● **PROBLEM TO SOLVE**
Set down exactly the lines that run from the line with "If you could point to the green paper" to the end of the data, and nothing else.

(Location labeling records)
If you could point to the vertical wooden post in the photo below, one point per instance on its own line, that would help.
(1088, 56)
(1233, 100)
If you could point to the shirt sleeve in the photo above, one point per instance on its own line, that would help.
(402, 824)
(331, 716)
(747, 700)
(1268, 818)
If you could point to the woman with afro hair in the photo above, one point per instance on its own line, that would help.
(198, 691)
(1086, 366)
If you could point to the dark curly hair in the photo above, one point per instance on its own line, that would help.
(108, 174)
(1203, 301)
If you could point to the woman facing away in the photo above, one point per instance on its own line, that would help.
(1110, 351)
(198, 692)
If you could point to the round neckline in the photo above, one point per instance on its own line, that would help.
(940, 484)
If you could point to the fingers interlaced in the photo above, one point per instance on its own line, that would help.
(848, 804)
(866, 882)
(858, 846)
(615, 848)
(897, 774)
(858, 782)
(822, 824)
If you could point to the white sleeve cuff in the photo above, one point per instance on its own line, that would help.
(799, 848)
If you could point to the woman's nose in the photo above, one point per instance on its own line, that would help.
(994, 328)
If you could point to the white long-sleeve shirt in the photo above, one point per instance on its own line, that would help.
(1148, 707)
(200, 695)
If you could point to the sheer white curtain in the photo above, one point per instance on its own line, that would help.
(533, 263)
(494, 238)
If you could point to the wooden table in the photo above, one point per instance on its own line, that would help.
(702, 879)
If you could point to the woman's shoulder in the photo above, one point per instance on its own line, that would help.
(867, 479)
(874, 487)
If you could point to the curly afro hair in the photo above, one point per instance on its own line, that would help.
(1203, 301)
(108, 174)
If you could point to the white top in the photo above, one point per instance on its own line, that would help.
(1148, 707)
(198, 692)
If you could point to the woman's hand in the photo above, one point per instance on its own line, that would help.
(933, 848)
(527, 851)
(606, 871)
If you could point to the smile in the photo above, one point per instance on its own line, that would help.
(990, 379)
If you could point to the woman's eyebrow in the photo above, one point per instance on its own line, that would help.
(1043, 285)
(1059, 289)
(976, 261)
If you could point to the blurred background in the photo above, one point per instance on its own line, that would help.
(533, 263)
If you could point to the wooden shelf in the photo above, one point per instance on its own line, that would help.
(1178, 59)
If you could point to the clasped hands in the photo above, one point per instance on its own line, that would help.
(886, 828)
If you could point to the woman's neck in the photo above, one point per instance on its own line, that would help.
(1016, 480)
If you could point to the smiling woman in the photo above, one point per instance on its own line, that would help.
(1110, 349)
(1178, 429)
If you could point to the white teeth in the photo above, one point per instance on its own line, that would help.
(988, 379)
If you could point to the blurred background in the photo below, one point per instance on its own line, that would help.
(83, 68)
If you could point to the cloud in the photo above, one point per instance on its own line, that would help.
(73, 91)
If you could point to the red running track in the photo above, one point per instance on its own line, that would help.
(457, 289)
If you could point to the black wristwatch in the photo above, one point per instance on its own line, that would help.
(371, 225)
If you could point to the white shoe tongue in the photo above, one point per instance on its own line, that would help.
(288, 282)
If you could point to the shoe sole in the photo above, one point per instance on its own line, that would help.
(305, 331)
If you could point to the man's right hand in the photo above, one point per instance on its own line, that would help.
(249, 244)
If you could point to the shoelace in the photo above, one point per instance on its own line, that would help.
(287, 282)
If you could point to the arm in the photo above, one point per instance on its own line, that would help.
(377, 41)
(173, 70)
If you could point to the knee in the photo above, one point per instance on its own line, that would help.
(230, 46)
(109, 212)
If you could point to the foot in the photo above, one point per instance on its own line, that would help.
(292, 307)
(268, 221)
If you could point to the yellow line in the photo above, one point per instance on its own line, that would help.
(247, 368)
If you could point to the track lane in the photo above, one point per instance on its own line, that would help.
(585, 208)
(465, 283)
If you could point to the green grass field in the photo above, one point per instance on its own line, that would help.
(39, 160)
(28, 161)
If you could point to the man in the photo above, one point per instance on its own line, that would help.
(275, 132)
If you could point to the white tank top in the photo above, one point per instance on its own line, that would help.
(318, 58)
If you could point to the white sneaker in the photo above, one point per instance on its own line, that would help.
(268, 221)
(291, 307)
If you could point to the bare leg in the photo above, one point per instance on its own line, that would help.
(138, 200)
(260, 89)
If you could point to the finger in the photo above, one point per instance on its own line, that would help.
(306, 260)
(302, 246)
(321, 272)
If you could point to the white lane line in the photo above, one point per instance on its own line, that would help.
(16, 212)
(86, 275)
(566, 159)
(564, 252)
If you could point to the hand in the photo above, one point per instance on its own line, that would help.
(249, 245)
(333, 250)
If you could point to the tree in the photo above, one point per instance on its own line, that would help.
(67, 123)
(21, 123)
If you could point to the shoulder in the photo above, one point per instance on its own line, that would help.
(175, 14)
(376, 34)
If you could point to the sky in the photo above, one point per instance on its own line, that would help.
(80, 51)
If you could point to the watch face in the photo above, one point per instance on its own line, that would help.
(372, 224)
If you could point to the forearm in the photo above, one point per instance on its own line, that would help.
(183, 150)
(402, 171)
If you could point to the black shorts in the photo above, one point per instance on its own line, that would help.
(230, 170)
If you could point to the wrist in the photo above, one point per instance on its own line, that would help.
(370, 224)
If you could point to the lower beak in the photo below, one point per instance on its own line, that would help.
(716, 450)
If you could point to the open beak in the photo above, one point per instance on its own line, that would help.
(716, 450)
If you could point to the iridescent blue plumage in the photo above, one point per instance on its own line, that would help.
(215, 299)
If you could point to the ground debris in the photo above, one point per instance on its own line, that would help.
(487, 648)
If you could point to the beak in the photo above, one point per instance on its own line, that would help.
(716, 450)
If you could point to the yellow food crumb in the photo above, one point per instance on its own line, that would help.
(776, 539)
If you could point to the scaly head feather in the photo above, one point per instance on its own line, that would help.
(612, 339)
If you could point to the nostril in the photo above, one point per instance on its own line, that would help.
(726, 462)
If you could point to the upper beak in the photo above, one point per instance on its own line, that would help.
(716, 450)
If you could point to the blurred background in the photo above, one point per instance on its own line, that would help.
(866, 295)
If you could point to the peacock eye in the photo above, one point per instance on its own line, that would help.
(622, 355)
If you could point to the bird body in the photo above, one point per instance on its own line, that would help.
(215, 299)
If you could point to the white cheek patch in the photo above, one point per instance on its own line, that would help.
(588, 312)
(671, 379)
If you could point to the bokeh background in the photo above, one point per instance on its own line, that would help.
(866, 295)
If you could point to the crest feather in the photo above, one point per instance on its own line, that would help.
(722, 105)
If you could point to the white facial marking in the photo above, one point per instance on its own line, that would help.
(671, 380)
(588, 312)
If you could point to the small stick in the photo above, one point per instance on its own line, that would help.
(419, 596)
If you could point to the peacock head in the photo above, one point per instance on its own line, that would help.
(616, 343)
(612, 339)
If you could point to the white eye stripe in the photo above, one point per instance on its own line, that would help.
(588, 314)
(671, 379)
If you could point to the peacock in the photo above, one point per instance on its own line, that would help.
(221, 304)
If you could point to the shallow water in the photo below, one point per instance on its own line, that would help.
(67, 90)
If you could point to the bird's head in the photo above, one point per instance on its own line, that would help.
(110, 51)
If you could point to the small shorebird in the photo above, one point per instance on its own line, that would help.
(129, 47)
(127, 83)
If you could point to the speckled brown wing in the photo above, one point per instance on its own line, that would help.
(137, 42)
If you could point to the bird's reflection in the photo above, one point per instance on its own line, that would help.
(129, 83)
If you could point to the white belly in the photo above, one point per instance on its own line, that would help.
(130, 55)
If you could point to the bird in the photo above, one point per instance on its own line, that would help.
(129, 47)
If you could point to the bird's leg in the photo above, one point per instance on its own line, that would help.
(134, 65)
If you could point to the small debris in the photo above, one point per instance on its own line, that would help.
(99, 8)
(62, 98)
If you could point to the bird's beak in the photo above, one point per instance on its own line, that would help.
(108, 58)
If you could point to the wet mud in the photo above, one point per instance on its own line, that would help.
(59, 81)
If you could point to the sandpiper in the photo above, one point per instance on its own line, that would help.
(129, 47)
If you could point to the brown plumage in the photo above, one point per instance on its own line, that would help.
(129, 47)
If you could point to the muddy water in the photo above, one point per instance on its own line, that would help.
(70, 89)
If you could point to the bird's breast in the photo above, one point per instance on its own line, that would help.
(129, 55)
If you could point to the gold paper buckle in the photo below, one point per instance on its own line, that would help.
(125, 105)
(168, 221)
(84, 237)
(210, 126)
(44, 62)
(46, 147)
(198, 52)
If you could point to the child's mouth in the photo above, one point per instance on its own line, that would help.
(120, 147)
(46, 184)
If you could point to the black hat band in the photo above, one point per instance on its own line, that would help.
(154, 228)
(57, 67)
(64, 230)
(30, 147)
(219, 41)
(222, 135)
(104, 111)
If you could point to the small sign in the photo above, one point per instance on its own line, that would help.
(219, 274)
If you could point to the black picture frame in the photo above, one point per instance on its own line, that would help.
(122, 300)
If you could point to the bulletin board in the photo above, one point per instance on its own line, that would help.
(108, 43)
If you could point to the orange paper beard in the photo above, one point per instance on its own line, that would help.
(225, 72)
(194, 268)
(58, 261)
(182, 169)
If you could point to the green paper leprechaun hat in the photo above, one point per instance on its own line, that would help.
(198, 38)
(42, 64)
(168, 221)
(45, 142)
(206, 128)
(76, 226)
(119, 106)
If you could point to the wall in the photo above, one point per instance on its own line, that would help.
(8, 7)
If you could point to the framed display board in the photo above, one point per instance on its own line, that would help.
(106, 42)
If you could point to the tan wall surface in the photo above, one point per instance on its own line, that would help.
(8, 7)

● **RESULT FOR THIS TASK**
If you could point to the green paper leprechaun hat in the photo above, one point per instance on its own line, that would help.
(198, 38)
(42, 64)
(168, 221)
(45, 142)
(206, 128)
(76, 226)
(119, 106)
If you could point to the wall in the photo above, one point per instance on its own line, that would help.
(8, 7)
If you could point to the framed display board in the photo above, one point per instance on its own line, that would help.
(106, 42)
If you could point to the tan wall surface in the photo above, one point per instance on its own line, that would help.
(8, 7)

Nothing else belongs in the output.